Given problem ->
Could you convert the stretch of items from the line containing "In this picture, where can the man be" through the end of the items into a two-column CSV with the header text,answer, one row per item? Put each item's text and its answer in a single quoted field, with any line breaks replaced by spaces.

Data lines ->

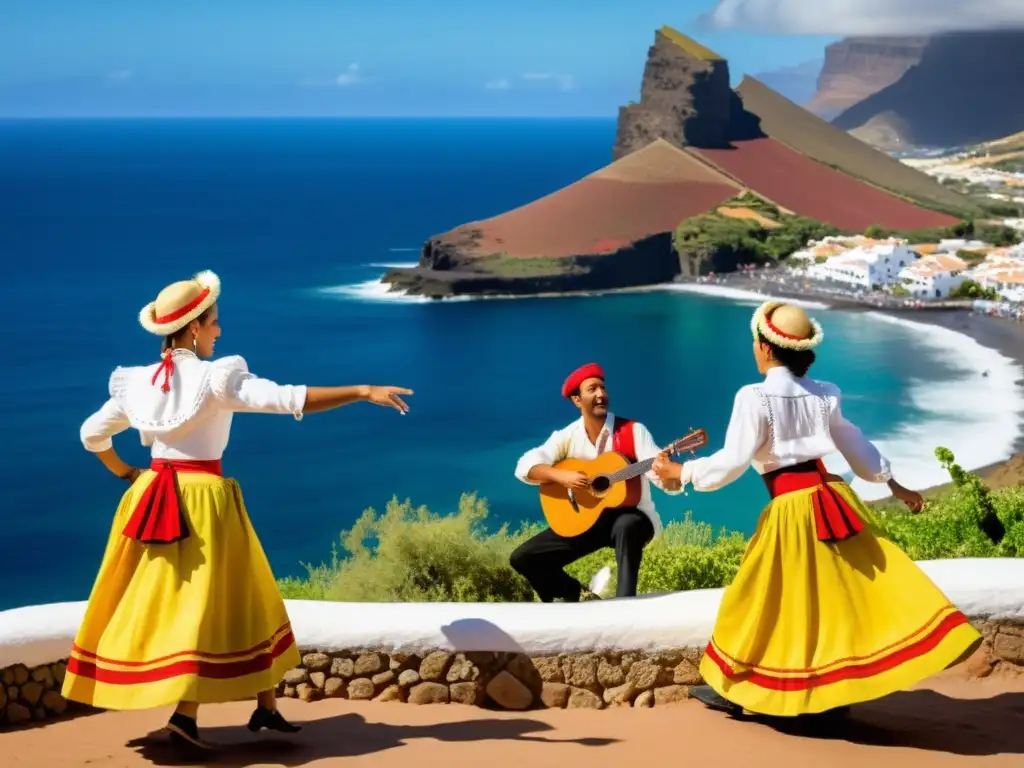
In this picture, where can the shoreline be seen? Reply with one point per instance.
(1000, 336)
(1004, 337)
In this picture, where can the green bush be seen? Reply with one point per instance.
(969, 289)
(412, 555)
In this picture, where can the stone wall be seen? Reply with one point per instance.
(508, 681)
(33, 694)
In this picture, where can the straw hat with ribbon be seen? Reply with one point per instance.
(180, 303)
(786, 326)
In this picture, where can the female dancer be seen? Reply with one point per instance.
(821, 613)
(184, 609)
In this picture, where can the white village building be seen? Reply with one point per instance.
(933, 276)
(870, 263)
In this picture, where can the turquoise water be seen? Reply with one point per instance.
(297, 217)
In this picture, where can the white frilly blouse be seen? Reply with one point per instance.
(193, 420)
(783, 421)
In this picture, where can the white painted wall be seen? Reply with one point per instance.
(983, 589)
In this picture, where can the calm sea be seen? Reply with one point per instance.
(299, 218)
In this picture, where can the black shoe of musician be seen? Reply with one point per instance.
(184, 732)
(271, 720)
(707, 695)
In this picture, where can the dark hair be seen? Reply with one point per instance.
(169, 340)
(799, 361)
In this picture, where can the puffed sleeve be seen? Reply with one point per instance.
(238, 389)
(747, 432)
(864, 459)
(110, 420)
(552, 451)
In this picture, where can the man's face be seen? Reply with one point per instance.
(593, 397)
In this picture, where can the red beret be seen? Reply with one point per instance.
(581, 375)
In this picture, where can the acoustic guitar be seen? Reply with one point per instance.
(614, 482)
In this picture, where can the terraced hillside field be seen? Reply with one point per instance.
(812, 136)
(813, 189)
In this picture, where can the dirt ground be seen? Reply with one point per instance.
(951, 722)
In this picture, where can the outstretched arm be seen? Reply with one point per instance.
(646, 449)
(747, 432)
(864, 459)
(326, 398)
(241, 390)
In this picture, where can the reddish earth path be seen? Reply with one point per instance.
(813, 189)
(953, 723)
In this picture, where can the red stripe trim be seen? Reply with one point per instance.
(201, 668)
(182, 311)
(851, 672)
(783, 334)
(230, 654)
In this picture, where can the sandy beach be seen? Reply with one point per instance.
(952, 721)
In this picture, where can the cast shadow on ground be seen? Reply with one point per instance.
(924, 720)
(341, 736)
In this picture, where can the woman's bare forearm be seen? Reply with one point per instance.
(326, 398)
(115, 463)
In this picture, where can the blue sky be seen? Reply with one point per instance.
(349, 57)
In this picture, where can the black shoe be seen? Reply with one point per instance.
(707, 695)
(271, 720)
(184, 731)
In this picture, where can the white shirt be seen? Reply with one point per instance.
(193, 421)
(572, 442)
(781, 422)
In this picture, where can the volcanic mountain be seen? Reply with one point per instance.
(965, 90)
(690, 145)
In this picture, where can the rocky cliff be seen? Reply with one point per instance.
(857, 67)
(967, 89)
(681, 80)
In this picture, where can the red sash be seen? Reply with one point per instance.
(835, 519)
(623, 441)
(158, 517)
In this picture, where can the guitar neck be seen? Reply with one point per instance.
(632, 471)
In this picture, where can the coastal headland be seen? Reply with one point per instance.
(692, 154)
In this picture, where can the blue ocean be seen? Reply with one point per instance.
(299, 218)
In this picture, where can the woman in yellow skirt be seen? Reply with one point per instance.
(185, 609)
(822, 613)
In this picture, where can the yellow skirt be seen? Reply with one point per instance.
(200, 620)
(807, 627)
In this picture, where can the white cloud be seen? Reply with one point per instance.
(349, 76)
(884, 17)
(564, 82)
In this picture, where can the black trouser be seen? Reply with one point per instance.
(543, 558)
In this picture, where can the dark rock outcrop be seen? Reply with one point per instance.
(682, 80)
(443, 271)
(965, 90)
(857, 67)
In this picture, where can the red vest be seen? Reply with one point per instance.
(624, 442)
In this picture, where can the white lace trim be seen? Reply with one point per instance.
(220, 371)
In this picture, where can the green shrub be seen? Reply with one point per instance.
(412, 555)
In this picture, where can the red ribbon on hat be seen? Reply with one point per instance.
(578, 377)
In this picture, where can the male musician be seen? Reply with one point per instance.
(543, 558)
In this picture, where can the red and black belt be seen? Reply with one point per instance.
(835, 519)
(158, 517)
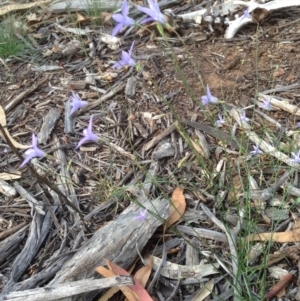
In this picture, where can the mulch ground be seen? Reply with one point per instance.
(103, 179)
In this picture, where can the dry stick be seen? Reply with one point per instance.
(19, 97)
(232, 246)
(43, 179)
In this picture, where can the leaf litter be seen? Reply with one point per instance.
(146, 150)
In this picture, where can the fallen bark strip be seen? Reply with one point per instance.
(58, 291)
(117, 241)
(11, 244)
(40, 226)
(24, 94)
(106, 5)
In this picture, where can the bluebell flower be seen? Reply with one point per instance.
(208, 98)
(256, 150)
(33, 152)
(153, 12)
(266, 105)
(122, 19)
(220, 121)
(295, 158)
(126, 60)
(246, 14)
(244, 118)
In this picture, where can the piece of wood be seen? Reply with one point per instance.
(118, 241)
(58, 291)
(24, 94)
(48, 125)
(12, 230)
(11, 244)
(203, 233)
(34, 204)
(40, 226)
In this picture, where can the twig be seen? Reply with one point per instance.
(44, 180)
(232, 246)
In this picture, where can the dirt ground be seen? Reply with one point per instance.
(258, 59)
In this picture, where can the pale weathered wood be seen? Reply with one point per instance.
(40, 226)
(104, 5)
(203, 233)
(118, 241)
(48, 125)
(58, 291)
(11, 244)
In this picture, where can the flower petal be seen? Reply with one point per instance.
(118, 18)
(204, 99)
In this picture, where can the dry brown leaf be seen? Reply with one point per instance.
(205, 291)
(139, 292)
(108, 294)
(125, 290)
(178, 206)
(13, 7)
(9, 176)
(288, 236)
(3, 123)
(143, 274)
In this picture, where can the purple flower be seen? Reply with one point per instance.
(122, 19)
(208, 98)
(295, 158)
(220, 121)
(153, 12)
(77, 103)
(32, 152)
(256, 150)
(244, 118)
(143, 215)
(266, 104)
(88, 134)
(246, 14)
(126, 60)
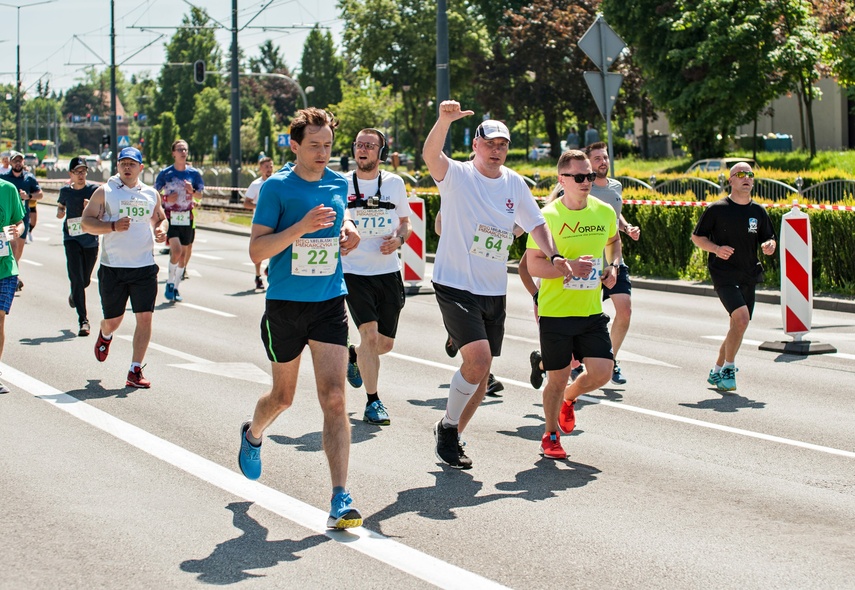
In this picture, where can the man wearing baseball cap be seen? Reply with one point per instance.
(481, 204)
(130, 216)
(29, 189)
(81, 249)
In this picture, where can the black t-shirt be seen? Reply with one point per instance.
(743, 228)
(73, 201)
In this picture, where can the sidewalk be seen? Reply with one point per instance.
(216, 221)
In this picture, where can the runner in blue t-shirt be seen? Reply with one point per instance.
(181, 186)
(299, 224)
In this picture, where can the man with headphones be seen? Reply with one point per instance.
(377, 203)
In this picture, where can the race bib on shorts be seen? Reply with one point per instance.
(75, 226)
(314, 257)
(492, 243)
(373, 223)
(137, 209)
(179, 218)
(592, 281)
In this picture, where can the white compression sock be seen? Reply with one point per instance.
(458, 396)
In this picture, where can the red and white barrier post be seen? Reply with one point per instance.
(414, 251)
(796, 251)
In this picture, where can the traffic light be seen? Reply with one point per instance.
(199, 71)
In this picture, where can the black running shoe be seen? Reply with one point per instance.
(494, 386)
(448, 448)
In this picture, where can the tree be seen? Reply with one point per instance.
(707, 63)
(211, 117)
(321, 68)
(193, 41)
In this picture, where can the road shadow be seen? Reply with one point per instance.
(94, 390)
(728, 403)
(63, 336)
(230, 560)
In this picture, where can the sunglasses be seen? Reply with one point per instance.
(580, 178)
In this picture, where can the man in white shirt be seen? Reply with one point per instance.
(377, 203)
(481, 202)
(250, 200)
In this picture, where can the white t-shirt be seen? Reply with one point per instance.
(132, 248)
(612, 194)
(473, 205)
(253, 189)
(367, 260)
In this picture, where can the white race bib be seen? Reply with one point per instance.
(592, 281)
(491, 243)
(373, 223)
(314, 257)
(137, 209)
(75, 226)
(179, 218)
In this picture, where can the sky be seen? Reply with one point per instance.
(60, 39)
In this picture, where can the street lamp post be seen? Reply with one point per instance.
(18, 7)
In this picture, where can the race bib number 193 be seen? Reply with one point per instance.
(314, 256)
(491, 243)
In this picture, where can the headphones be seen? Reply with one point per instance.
(384, 149)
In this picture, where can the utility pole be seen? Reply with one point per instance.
(235, 143)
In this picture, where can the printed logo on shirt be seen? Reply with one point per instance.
(582, 229)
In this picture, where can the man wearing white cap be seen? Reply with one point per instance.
(481, 203)
(130, 216)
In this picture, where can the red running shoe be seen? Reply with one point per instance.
(135, 379)
(567, 417)
(550, 446)
(102, 347)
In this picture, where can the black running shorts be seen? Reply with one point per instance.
(377, 298)
(735, 296)
(469, 318)
(117, 285)
(287, 326)
(583, 337)
(622, 285)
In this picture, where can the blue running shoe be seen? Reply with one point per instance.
(375, 413)
(353, 376)
(249, 458)
(728, 379)
(714, 379)
(342, 516)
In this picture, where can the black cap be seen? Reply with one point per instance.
(77, 162)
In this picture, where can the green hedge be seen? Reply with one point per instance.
(666, 249)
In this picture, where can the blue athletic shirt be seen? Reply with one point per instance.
(283, 201)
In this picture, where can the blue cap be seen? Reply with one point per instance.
(132, 153)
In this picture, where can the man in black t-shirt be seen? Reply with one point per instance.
(731, 230)
(81, 249)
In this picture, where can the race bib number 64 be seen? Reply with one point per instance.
(314, 256)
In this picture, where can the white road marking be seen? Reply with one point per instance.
(624, 355)
(672, 417)
(406, 559)
(840, 355)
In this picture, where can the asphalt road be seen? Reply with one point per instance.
(668, 484)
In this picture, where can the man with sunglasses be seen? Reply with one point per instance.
(377, 203)
(180, 184)
(81, 248)
(481, 202)
(731, 230)
(572, 322)
(610, 191)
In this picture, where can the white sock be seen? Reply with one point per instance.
(458, 396)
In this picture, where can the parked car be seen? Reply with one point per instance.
(717, 164)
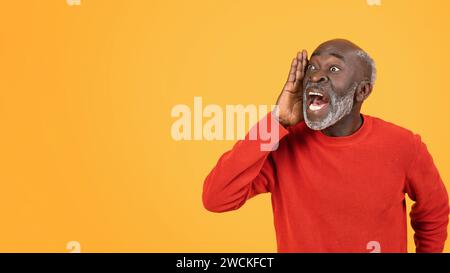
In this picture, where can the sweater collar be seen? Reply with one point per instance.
(357, 136)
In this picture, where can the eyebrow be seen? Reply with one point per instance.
(339, 56)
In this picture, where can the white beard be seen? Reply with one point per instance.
(339, 108)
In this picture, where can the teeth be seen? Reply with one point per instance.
(313, 107)
(315, 93)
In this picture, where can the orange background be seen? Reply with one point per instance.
(86, 93)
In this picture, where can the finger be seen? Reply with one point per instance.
(305, 59)
(298, 71)
(294, 65)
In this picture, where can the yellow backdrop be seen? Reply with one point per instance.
(86, 93)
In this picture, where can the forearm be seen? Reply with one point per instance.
(240, 173)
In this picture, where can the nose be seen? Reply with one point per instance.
(319, 77)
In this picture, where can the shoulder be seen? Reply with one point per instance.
(389, 131)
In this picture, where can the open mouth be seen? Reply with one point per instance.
(317, 100)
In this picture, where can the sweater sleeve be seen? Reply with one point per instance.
(429, 213)
(244, 171)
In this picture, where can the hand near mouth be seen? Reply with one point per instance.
(290, 101)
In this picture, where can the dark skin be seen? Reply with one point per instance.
(333, 64)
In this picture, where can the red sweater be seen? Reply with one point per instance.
(338, 194)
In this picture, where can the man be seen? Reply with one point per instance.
(338, 178)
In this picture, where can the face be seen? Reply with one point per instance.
(329, 87)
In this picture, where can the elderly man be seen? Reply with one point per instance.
(338, 177)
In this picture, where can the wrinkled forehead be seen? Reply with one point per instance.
(345, 54)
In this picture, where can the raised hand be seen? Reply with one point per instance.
(290, 101)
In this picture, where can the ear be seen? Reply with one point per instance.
(363, 91)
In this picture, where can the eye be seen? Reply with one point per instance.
(334, 69)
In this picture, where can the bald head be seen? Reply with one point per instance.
(343, 74)
(343, 48)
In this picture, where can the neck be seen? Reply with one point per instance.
(346, 126)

Exercise result ->
text,answer
"In this picture, where can the man be seen? Reply with one point per instance.","(338, 178)"
"In this picture, where can the face be seen? Reply with one point per instance.","(329, 87)"
"In this picture, where can the elderly man be seen? Reply with one point per instance.","(338, 177)"
"In this picture, where can the wrinkled forehead be seen? Reply with one point per instance.","(345, 54)"
"In this picture, where can the raised hand be seen? Reply with one point per instance.","(290, 101)"
"In this picture, where can the ear be seen? Reply with one point per instance.","(363, 91)"
"In this picture, where can the eye be seen? Reply with one point per instance.","(334, 69)"
"In this picture, where can the bald head be seen? Reply with one point per instance.","(343, 74) (343, 48)"
"In this picture, where can the neck be seen? Reply with one point per instance.","(346, 126)"